- Text excerpt
= Beginning of Section =

The Biggest Problem With Lab-Grown Chicken Is Growing the Chicken

Venture-backed startups such as Upside Foods have promised cultivated chicken as the solution to the meat problem. If only the solution made sense.

December 14, 2023 | Source: Bloomberg | by Deena Shanker and Priya Anand

Ten years ago at a press event in London, a Dutch scientist, a Chicago-based food writer and an Austrian researcher shared a single $330,000 beef patty. The burger was the world’s most serious attempt at lab-grown meat, made by taking cells from a cow and cultivating them in the lab. (There had previously been a goldfish-filets-for-astronauts experiment and frog steaks as “bioart.”) It had taken six weeks for Mark Post, the Dutch scientist and professor, to grow 20,000 muscle fibers in trays and vials. Once complete, these tiny ropes of muscle tissue were removed by hand and pressed into a single hamburger.

= End of Section =

- Material shown
= Beginning of Section =

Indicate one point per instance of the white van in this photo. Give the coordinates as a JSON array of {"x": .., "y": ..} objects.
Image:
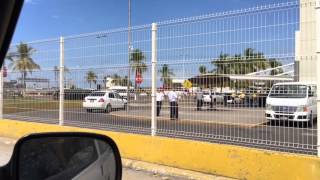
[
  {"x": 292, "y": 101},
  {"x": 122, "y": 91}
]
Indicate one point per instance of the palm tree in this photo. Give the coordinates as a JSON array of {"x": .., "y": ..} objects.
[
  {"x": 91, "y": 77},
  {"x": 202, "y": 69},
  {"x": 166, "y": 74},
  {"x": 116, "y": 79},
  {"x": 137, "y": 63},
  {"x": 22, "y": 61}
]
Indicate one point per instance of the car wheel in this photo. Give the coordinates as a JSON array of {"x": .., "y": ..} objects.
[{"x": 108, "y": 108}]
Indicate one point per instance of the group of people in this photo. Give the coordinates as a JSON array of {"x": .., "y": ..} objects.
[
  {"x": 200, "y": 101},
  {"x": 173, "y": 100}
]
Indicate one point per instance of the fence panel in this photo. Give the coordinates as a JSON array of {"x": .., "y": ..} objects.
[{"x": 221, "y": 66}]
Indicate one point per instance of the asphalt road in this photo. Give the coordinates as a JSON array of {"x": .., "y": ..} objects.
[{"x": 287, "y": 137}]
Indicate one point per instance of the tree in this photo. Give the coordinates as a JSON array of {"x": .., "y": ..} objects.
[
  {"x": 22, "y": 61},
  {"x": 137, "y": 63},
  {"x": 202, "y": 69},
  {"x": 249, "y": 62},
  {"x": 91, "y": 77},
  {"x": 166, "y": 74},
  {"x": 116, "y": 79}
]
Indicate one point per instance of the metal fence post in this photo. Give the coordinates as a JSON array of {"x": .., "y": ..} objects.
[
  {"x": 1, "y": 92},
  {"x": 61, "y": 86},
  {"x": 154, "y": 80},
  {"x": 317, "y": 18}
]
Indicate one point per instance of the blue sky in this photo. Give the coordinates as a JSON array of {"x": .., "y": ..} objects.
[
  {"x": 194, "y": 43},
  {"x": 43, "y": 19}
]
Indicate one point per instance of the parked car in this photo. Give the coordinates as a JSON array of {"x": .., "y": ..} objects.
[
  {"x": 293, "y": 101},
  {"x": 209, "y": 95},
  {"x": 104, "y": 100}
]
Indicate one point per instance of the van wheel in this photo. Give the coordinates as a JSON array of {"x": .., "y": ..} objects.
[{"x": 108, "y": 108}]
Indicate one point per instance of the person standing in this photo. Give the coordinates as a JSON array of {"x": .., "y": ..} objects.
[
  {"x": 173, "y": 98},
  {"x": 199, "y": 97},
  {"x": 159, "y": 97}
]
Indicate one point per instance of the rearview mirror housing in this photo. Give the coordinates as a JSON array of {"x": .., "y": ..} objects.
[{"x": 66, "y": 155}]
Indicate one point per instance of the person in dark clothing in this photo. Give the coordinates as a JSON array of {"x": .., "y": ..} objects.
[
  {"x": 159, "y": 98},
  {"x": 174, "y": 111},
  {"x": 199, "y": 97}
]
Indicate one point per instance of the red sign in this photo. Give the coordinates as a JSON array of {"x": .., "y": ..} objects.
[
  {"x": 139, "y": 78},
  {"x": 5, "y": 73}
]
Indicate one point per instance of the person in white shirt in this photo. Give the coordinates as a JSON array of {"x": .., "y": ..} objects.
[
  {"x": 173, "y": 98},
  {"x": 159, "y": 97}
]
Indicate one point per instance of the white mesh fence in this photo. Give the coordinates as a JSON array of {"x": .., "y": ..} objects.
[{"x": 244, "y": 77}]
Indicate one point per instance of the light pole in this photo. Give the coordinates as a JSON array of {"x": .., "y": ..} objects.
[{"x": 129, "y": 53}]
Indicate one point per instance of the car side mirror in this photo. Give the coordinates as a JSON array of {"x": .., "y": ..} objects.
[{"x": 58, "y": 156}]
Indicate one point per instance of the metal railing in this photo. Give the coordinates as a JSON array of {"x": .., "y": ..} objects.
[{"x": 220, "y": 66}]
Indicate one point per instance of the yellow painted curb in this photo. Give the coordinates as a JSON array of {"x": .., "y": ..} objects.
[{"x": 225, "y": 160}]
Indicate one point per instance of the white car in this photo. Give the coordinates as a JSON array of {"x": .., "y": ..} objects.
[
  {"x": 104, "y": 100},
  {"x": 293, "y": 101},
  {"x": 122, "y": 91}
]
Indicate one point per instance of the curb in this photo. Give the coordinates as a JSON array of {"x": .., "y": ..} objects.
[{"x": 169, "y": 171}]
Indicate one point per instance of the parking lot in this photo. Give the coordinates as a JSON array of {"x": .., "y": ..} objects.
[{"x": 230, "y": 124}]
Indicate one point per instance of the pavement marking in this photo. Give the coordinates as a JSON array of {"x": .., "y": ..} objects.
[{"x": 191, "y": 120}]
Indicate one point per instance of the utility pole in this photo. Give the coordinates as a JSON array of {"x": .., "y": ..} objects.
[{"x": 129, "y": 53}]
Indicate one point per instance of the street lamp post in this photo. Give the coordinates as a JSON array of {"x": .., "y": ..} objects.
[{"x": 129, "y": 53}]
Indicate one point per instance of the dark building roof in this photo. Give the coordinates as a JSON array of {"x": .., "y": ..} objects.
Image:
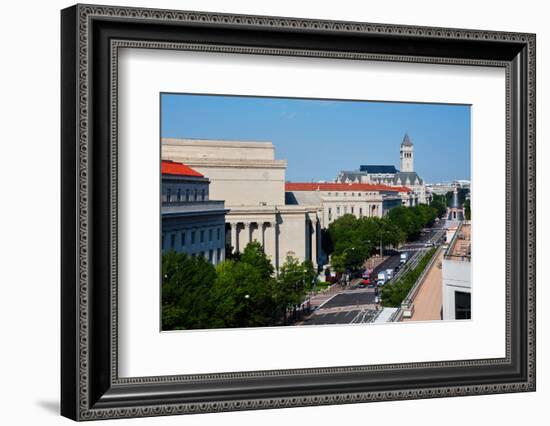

= End of Section =

- Task A
According to the lab-grown chicken article, how long did it take Mark Post to grow 20,000 muscle fibers?
- Task B
Copy the lab-grown chicken article word for word from "The Biggest Problem" to "a single hamburger.".
- Task C
List every person the lab-grown chicken article mentions by name.
Answer from the lab-grown chicken article alone.

- Your solution A
It took him six weeks.

- Your solution B
The Biggest Problem With Lab-Grown Chicken Is Growing the Chicken

Venture-backed startups such as Upside Foods have promised cultivated chicken as the solution to the meat problem. If only the solution made sense.

December 14, 2023 | Source: Bloomberg | by Deena Shanker and Priya Anand

Ten years ago at a press event in London, a Dutch scientist, a Chicago-based food writer and an Austrian researcher shared a single $330,000 beef patty. The burger was the world’s most serious attempt at lab-grown meat, made by taking cells from a cow and cultivating them in the lab. (There had previously been a goldfish-filets-for-astronauts experiment and frog steaks as “bioart.”) It had taken six weeks for Mark Post, the Dutch scientist and professor, to grow 20,000 muscle fibers in trays and vials. Once complete, these tiny ropes of muscle tissue were removed by hand and pressed into a single hamburger.

- Your solution C
Deena Shanker, Priya Anand, Mark Post